* **REQUIRED TASK**: Rewrite every one of the records below, putting "Placement" in place of each occurrence of "Submission" and leaving everything else untouched. Omit the pictures from your answer.

* **RECORDS FOR THE TASK**:
◆ ◆ ◆ ◆ ◆ ◆ ◆
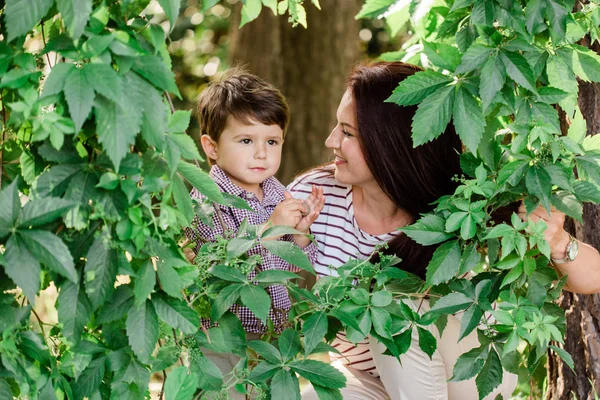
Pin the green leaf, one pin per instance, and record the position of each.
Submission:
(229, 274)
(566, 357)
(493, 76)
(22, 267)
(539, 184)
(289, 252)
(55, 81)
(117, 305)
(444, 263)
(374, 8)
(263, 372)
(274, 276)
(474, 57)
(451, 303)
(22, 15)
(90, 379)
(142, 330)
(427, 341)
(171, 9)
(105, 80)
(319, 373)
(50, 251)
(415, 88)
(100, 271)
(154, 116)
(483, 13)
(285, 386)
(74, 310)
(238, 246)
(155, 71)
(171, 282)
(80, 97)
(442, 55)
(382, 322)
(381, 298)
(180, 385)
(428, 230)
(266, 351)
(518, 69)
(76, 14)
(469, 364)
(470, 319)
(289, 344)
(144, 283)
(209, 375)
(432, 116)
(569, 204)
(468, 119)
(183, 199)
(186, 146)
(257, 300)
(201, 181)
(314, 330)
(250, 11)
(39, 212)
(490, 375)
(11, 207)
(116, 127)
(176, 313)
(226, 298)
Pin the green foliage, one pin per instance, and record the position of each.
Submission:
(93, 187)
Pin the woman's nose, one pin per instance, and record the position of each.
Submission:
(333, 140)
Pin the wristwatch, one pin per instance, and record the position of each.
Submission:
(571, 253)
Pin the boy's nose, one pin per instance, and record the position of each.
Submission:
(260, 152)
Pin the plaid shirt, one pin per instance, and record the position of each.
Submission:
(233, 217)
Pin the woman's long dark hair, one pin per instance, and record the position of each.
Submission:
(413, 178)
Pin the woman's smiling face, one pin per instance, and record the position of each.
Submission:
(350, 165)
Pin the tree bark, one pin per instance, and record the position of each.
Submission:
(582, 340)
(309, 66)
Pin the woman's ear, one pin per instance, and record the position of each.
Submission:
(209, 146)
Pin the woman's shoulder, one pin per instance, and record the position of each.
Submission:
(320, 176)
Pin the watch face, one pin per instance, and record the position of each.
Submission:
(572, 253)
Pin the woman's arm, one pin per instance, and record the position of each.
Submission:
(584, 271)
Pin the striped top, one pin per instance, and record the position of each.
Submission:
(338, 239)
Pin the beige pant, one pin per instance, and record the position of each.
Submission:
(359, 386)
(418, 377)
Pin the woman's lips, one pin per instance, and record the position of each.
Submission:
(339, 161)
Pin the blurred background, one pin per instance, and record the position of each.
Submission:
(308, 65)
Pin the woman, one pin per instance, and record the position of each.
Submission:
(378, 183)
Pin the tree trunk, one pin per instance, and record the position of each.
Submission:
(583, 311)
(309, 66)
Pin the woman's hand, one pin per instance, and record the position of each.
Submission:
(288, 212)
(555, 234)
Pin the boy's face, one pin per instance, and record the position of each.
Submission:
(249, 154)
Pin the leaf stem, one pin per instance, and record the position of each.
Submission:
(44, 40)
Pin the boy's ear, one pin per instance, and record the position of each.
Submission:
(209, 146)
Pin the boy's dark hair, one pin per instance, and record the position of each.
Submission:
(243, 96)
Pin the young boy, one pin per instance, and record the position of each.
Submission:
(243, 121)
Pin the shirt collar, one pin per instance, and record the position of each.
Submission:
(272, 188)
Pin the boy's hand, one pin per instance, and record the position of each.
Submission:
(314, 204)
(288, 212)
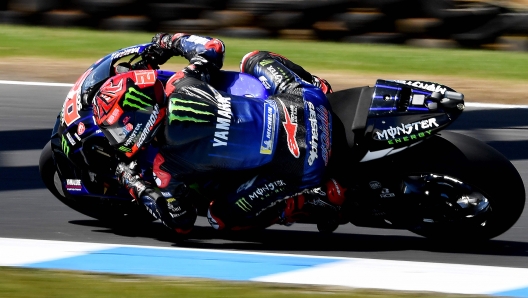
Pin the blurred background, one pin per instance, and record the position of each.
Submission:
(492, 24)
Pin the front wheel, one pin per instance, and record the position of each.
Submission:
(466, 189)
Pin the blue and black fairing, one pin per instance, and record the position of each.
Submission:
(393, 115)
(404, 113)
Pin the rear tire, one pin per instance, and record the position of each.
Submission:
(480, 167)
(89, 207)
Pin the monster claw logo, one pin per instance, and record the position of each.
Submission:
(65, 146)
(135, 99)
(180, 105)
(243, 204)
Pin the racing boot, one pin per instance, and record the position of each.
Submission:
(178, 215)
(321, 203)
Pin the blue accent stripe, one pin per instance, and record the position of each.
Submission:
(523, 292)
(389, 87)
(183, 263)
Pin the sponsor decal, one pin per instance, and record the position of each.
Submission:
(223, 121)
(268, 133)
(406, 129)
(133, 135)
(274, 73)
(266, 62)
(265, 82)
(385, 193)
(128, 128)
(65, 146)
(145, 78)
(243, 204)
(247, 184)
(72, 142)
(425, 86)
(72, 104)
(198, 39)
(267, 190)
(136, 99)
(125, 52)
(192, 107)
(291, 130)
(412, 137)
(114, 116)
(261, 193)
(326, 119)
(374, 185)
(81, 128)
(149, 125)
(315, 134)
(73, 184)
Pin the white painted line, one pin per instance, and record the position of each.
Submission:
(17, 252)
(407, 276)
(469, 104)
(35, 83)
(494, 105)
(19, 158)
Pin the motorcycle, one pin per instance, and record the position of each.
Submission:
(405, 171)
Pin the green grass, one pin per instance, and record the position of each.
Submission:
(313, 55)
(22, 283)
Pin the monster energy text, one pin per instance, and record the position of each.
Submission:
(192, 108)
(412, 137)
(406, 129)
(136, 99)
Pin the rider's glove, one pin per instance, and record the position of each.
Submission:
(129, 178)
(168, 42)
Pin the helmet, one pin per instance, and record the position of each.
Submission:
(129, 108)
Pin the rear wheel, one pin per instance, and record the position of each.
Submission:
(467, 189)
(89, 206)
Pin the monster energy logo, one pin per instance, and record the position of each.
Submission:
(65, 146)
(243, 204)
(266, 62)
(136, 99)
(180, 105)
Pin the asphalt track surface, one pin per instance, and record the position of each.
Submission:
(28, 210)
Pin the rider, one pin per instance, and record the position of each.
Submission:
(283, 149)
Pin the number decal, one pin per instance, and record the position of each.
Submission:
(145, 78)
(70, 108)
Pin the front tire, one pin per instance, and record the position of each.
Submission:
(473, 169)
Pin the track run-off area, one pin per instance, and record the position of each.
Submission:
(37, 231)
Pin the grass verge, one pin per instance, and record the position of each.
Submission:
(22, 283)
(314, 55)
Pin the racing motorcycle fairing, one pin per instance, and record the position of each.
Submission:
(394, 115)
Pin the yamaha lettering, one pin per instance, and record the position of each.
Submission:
◆ ◆ ◆ ◆ ◆ ◆ ◆
* **SOLUTION TO THE EXERCISE**:
Pin the green leaf, one pin per instance, and record the position of each.
Placement:
(229, 274)
(566, 357)
(493, 76)
(22, 267)
(539, 184)
(289, 252)
(55, 81)
(117, 305)
(444, 263)
(374, 8)
(263, 372)
(274, 276)
(474, 57)
(451, 303)
(22, 15)
(90, 379)
(142, 330)
(427, 341)
(171, 9)
(105, 80)
(319, 373)
(50, 251)
(415, 88)
(100, 271)
(154, 116)
(483, 13)
(285, 386)
(74, 310)
(238, 246)
(155, 71)
(171, 282)
(80, 97)
(442, 55)
(382, 322)
(381, 298)
(180, 385)
(428, 230)
(266, 351)
(518, 69)
(76, 14)
(469, 364)
(470, 319)
(289, 344)
(144, 283)
(209, 375)
(432, 116)
(569, 204)
(468, 119)
(183, 199)
(186, 146)
(257, 300)
(201, 181)
(314, 330)
(250, 11)
(39, 212)
(490, 375)
(11, 207)
(116, 127)
(176, 313)
(226, 298)
Pin the green foliage, one pin per instance, and record the position of each.
Placement:
(93, 187)
Pin the woman's nose, one pin per instance, and record the position of each.
Placement:
(333, 140)
Pin the wristwatch, one pin per instance, and record the position of each.
Placement:
(571, 253)
Pin the boy's nose, one pin per instance, and record the position of each.
Placement:
(260, 152)
Pin the plaid shirt, one pin per instance, and record the position of each.
Placement:
(233, 217)
Pin the woman's long dark hair, one pin per instance, and record the position of each.
Placement:
(413, 178)
Pin the woman's smiling face, one pin per instance, and record the position of each.
Placement:
(350, 165)
Pin the tree bark, one pin per instance, and record the position of each.
Placement:
(582, 340)
(309, 66)
Pin the woman's ear, one pin per instance, and record the position of each.
Placement:
(209, 146)
Pin the woman's shoulder, one pin per instance, and record the position of each.
Placement:
(320, 176)
Pin the watch face, one pin per instance, and record the position of each.
Placement:
(572, 253)
Pin the woman's arm, one pin per instance, and record the position of each.
Placement:
(584, 271)
Pin the striped top, one pin per instance, and record the position of each.
Placement:
(338, 239)
Pin the beige pant, one pin per instance, and record the position of each.
Placement:
(359, 386)
(418, 377)
Pin the woman's lips, one pin per instance, and record the position of each.
Placement:
(339, 161)
Pin the blurred background, one pin per instance, and record the position of each.
Placement:
(308, 65)
Pin the woman, one pin per instance, and record the position of each.
Placement:
(378, 183)
Pin the tree trunk, one pin per instance, and record the position of each.
Placement:
(583, 311)
(309, 66)
Pin the woman's hand, one pin per instance, and record the position of each.
Placement:
(288, 212)
(555, 234)
Pin the boy's face, one pin per instance, and record the position of each.
Placement:
(249, 154)
Pin the leaf stem, one pin per instance, and record the position of each.
Placement:
(44, 40)
Pin the boy's ear, one pin per instance, and record the position of each.
Placement:
(209, 146)
Pin the boy's dark hair, one pin per instance, and record the position of each.
Placement:
(243, 96)
Pin the young boy, one pin per instance, and record the position of each.
Placement:
(243, 121)
Pin the shirt collar, one pin per instance, and record the position of each.
Placement:
(272, 188)
Pin the boy's hand, one pin per instance, and record the position of each.
Placement:
(314, 204)
(288, 212)
Pin the blurred background, one pin per instance, and record the position of each.
Placement:
(492, 24)
Pin the front wheel, one pin per instance, and record the position of each.
Placement:
(466, 189)
Pin the blue and black fairing, one pin per instance, and record the position of each.
Placement:
(393, 115)
(404, 113)
Pin the rear tire, one pin per instance, and record the position of each.
Placement:
(480, 167)
(89, 207)
Pin the monster claw logo, one pin per instance, and record the position of each.
Placement:
(65, 146)
(135, 99)
(180, 105)
(243, 204)
Pin the racing boot, one pin per instance, and record the position of each.
Placement:
(178, 215)
(321, 203)
Pin the blue accent stripe, one pin per instance, and record the position of each.
Placement:
(523, 292)
(389, 87)
(183, 263)
Pin the sponsor decal, one pin per instance, and record the position of each.
Placement:
(223, 121)
(268, 133)
(406, 129)
(133, 135)
(274, 73)
(266, 62)
(265, 82)
(385, 193)
(128, 128)
(65, 146)
(145, 78)
(243, 204)
(247, 184)
(72, 142)
(425, 86)
(72, 104)
(198, 39)
(267, 190)
(136, 99)
(125, 52)
(192, 107)
(291, 130)
(412, 137)
(114, 116)
(261, 193)
(326, 119)
(374, 185)
(81, 128)
(149, 125)
(315, 134)
(73, 184)
Pin the white painted line, one pin per instance, and record the position of each.
Placement:
(17, 252)
(407, 276)
(469, 104)
(35, 83)
(494, 105)
(19, 158)
Pin the motorcycle, one pin per instance, and record the position of each.
Placement:
(405, 171)
Pin the green grass, one pin per instance, and record the position of each.
Placement:
(313, 55)
(22, 283)
Pin the monster energy text, one pin per instance, and record the position of each.
Placement:
(192, 108)
(412, 137)
(406, 129)
(136, 99)
Pin the rider's glove, one pin per instance, and record the position of each.
Placement:
(129, 178)
(168, 42)
Pin the helmet, one pin per instance, and record the position of each.
Placement:
(129, 108)
Pin the rear wheel, one pin per instance, and record the position of each.
Placement:
(467, 189)
(89, 206)
Pin the monster energy logo, one pin per instance, and record the position of each.
Placement:
(65, 146)
(243, 204)
(266, 62)
(136, 99)
(180, 105)
Pin the asphalt track surface, one pin per instance, and record the position of each.
Placement:
(28, 210)
Pin the rider, one pin per instance, and record the position of each.
Placement:
(283, 149)
Pin the number decal, one pin per instance, and record the position of each.
Placement:
(145, 78)
(70, 108)
Pin the front tire, one pin per instance, and record the position of each.
Placement:
(473, 169)
Pin the track run-off area, one pin per instance, and record the position of each.
Placement:
(37, 231)
Pin the grass verge, one pin per instance, and record the position of each.
Placement:
(22, 283)
(314, 55)
Pin the racing motorcycle fairing, one pin per instance, and record the position of each.
Placement:
(394, 115)
Pin the yamaha lettering, one pin per instance, and record the position of each.
Placement:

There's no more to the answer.